Position identification records:
======
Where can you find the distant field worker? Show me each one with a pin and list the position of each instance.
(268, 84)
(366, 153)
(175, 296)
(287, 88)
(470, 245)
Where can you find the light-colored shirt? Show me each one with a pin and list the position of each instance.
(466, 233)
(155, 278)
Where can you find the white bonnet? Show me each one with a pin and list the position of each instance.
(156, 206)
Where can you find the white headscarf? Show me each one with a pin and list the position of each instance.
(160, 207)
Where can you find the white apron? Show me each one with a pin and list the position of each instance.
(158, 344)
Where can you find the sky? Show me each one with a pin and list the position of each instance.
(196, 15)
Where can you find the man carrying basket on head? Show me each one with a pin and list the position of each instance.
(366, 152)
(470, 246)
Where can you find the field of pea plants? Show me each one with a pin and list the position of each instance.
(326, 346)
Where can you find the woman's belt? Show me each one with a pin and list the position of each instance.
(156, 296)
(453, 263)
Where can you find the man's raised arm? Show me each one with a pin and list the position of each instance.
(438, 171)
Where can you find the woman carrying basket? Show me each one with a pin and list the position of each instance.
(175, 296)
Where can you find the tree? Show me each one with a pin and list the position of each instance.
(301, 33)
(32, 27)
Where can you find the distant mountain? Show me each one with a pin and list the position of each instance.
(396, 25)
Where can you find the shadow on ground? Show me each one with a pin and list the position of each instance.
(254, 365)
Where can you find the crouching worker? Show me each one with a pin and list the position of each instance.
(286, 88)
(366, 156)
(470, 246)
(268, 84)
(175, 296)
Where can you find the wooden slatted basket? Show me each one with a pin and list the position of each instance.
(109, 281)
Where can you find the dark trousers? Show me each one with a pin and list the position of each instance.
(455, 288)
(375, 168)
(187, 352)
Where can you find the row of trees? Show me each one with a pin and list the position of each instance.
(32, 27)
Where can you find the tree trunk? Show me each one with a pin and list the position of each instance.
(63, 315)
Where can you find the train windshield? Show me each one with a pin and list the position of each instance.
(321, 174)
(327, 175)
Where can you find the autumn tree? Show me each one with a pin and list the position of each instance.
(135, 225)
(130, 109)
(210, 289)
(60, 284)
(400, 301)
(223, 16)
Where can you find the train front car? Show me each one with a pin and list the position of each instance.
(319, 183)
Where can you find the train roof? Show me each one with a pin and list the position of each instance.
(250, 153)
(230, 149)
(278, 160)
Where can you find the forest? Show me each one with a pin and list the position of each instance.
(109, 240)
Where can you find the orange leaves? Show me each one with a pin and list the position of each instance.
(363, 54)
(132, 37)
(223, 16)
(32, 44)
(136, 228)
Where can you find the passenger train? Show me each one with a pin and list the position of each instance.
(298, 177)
======
→ Aim:
Copy all of the data exactly.

→ Solution:
Where can you find the distant field worker? Show me each one with a pin and list the position of each instance.
(268, 84)
(366, 153)
(175, 296)
(287, 88)
(470, 245)
Where can you find the light-colored shirt? Show me each one with a pin and list the position of each instance.
(466, 233)
(155, 278)
Where can you find the white bonnet? Show me each one with a pin and list the position of each instance.
(156, 206)
Where can you find the white headscarf? Show me each one with a pin and list the position of each instance.
(160, 207)
Where can you find the white apron? Show me each one with a pin and list the position of each instance.
(158, 344)
Where can you find the sky? Show me each one with a pin and list the position of each instance.
(196, 15)
Where can you find the man carrying basket on head? Show me each one with a pin and list the position of each instance.
(366, 152)
(470, 246)
Where can you find the field of pea plants? Show me each one with a pin and list the position of each instance.
(326, 346)
Where can you find the woman's belt? Show me each one with a pin and list the position of each instance.
(156, 296)
(453, 263)
Where can you find the man's raised arm? Show me each one with a pin and list the position of each instance.
(438, 171)
Where can you find the woman carrying basket? Show me each one with a pin and list the position of each instance.
(175, 296)
Where can you find the tree? Show me each one with a pin and list the position of each instance.
(301, 33)
(32, 27)
Where can you find the distant mountain? Show me each one with a pin and list the position of each instance.
(396, 25)
Where can you find the shadow on ground? Show me each one with a pin and list the position of each instance.
(254, 365)
Where can you find the crouching worker? Show me each one with a pin and list the position of each instance.
(286, 88)
(366, 156)
(470, 246)
(268, 84)
(175, 296)
Where can you find the wooden slatted basket? Show me each one with a pin and list the position of each instance.
(109, 281)
Where can you find the dark trousers? Show me each one with a pin and list the position of each instance.
(455, 288)
(375, 168)
(187, 352)
Where can you find the row of trees? Show me each one with a pin and list the position of each instance.
(32, 27)
Where can you find the tree trunk? Show me each one with a pin and list the position of each instance.
(63, 315)
Where can you find the train windshield? Show me each one with a pin and list the position of each instance.
(321, 174)
(327, 175)
Where can you find the autumn tree? Show me each one with a pin and list the position of each instance.
(135, 225)
(130, 109)
(210, 289)
(60, 284)
(400, 301)
(223, 16)
Where can you find the train front car? Show me each one with a pin and list the position of each instance.
(319, 183)
Where can you find the train roof? Show me each one with a pin and list the position of each instance.
(250, 153)
(230, 149)
(278, 160)
Where can you find the forest? Show me each one with a pin and list the position of each instance.
(109, 240)
Where can you find the orange leaves? Show me each one with a pin and list the position of each instance.
(363, 54)
(132, 37)
(223, 16)
(32, 44)
(136, 228)
Where can you find the passenger train? Show me each one with a pin and list the position of each instance.
(298, 177)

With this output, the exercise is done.